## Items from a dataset
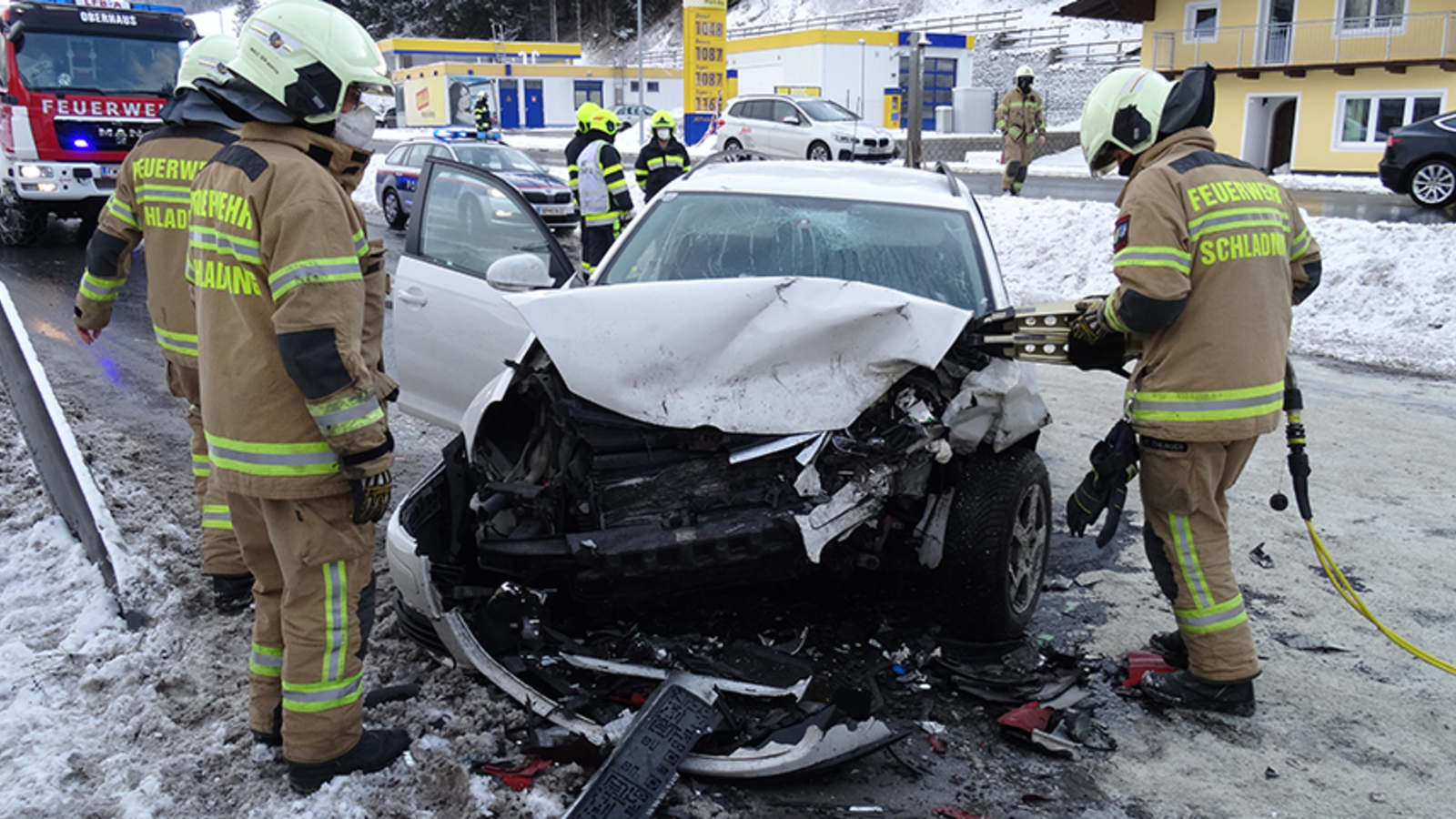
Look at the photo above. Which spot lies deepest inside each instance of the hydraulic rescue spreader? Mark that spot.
(1041, 334)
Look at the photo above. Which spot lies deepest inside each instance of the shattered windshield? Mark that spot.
(106, 65)
(924, 251)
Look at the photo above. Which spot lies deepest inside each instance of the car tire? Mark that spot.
(996, 542)
(1433, 184)
(393, 208)
(22, 223)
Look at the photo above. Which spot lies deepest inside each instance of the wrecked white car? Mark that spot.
(766, 379)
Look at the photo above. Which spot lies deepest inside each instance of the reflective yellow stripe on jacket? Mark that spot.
(99, 288)
(274, 460)
(1219, 405)
(347, 414)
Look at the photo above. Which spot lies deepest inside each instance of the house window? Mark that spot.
(1201, 22)
(1370, 16)
(1368, 120)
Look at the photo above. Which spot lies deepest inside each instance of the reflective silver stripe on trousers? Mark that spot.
(1183, 538)
(339, 614)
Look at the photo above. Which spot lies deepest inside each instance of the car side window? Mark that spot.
(417, 155)
(784, 109)
(470, 223)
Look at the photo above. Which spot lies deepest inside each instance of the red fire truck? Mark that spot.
(84, 80)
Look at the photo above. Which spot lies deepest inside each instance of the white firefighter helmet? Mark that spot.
(1121, 113)
(305, 56)
(207, 60)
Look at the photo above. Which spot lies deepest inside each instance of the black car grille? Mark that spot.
(77, 135)
(543, 197)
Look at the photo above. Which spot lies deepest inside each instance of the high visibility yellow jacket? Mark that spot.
(150, 203)
(290, 315)
(659, 165)
(602, 186)
(1210, 256)
(1019, 116)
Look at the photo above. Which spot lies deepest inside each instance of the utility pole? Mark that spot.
(641, 84)
(915, 153)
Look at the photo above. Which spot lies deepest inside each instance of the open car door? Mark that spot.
(472, 238)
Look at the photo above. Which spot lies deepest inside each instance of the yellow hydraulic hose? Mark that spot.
(1299, 471)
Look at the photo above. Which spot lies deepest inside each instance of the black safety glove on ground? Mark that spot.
(1114, 464)
(371, 497)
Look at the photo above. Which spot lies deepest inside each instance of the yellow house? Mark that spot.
(1310, 85)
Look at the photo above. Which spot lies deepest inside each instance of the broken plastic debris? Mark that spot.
(1140, 663)
(1259, 559)
(1307, 643)
(1030, 717)
(517, 777)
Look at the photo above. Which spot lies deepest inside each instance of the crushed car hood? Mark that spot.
(761, 356)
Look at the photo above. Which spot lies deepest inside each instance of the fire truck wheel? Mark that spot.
(21, 223)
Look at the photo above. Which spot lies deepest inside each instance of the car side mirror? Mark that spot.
(519, 271)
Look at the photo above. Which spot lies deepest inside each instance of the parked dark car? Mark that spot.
(1420, 159)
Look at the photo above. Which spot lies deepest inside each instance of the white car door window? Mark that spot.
(453, 331)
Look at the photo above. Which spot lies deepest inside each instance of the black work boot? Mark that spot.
(1183, 690)
(232, 593)
(274, 738)
(373, 753)
(1171, 647)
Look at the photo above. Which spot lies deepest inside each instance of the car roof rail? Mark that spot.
(944, 167)
(728, 157)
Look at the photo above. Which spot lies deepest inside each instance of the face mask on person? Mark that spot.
(356, 126)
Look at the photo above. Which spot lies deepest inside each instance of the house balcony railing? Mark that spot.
(1376, 40)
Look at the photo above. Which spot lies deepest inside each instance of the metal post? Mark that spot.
(641, 85)
(861, 77)
(915, 157)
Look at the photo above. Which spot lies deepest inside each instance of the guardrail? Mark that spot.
(1356, 40)
(877, 16)
(963, 24)
(1101, 53)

## WHAT TO WORK ON
With the images left out, output all the entries above exactly.

## EXPECTED ANSWER
Look at the photo above. Which spot lies deepest inside each instance of the hydraulic rescue spreader? Mark that spot.
(1041, 334)
Look at the photo above. Which spot lies deepest inside each instance of the shattered windshield? Mark that spot.
(106, 65)
(924, 251)
Look at the photo above. Which spot lies deepest inside each instance of the car tire? Mark that spot.
(996, 542)
(1433, 184)
(393, 208)
(22, 223)
Look at the photo above. Which spot lies deepest inside each instance of the wrecked white car? Mark that spot.
(766, 379)
Look at the photo above. Which spot lies deepest inside each instance of the reflective yellow stripe on jacket? Mark that spot.
(99, 288)
(274, 460)
(1219, 405)
(347, 414)
Look at the photo above. Which spot lies deepest inside each instance of the house window? Mark that spot.
(1201, 22)
(1370, 16)
(1368, 120)
Look at the photo above. Which spot lies deepest inside each instance of the reflective silver stripe on trousers? Mark that spot.
(1183, 538)
(339, 614)
Look at the photo above. Which spot lies deepest inside each instance of the car side window? Mark that spot.
(417, 155)
(784, 109)
(470, 223)
Look at the photo above. Which spot lies deepest inside each instance of the red fire truck? Mark that spot.
(84, 80)
Look at the photo above. Which spot lies deepest inside each instance of the white firefighter helmet? Mark that spot.
(1121, 113)
(305, 56)
(207, 60)
Look at the photo above. Which spot lies deepest inside each instance of the black car grille? Mark that spot.
(77, 135)
(543, 197)
Look at the photo above. Which spot lies deepest inside each instance of the high visibility yellow jacket? Mark that spot.
(150, 203)
(290, 315)
(659, 165)
(602, 186)
(1210, 256)
(1019, 116)
Look at the photo above. Which spot lies deepest inside each instance of the utility pole? Mark that spot.
(641, 84)
(915, 153)
Look at the photo above. Which spot lies deepest inside each instance of the open car door? Mark that spot.
(472, 238)
Look at the photo above. Which spot lies deepest inside each instance of the yellow hydraulic hose? Mark that spot.
(1299, 471)
Look at the photo above. Which spot lies deepest inside each instance of the black safety glove on ground? Mark that spot.
(1114, 464)
(371, 497)
Look at the photo above. Which spot lies deepest inside each instance of the yellow house? Mark that spot.
(1310, 85)
Look at the photo above. Which spot lies deepest inside each instance of the broken plastic debris? Mark that spot.
(1140, 663)
(1259, 559)
(1307, 643)
(1030, 717)
(517, 777)
Look at the photo above. Which spot lies deepest inside each instance of the crushed car hood? Mark that spot.
(761, 356)
Look at the photo above. Which spot lies deepest inside each instance of the fire truck wheel? Mark that spot.
(21, 223)
Look at the photo above. Which spot lies deepest inside each instance of the car side mirror? Mark that spot.
(519, 271)
Look at the photo above. Which spot lies deepest inside each instance of the parked dark car? Mark that spot.
(1420, 159)
Look at the photo above. Which spot lies deepest inside each instance of the white car door window? Mark that spot.
(453, 331)
Look at the photo above. Which spot lies deepest inside each instance of the black work boot? Mark that spot.
(1183, 690)
(232, 593)
(274, 738)
(373, 753)
(1171, 647)
Look at the photo above. Which spot lies deepest inside each instance of the car roof rail? Mark that spot.
(944, 167)
(728, 157)
Look at the photo above. Which spot lies deepest inside each instance of the face mask on person? Mark that spot.
(356, 126)
Look at the photo above. Which spot lies deepest inside each instance of the house balcony railing? Mark that spot.
(1376, 40)
Look at the photo above. Which spot lies deepest inside each instance of the metal post? Mark that spot.
(641, 85)
(861, 77)
(915, 157)
Look at the photo above. Which spot lies deepest inside each instance of the guardrail? Mark that spot.
(1356, 40)
(877, 16)
(963, 24)
(1101, 53)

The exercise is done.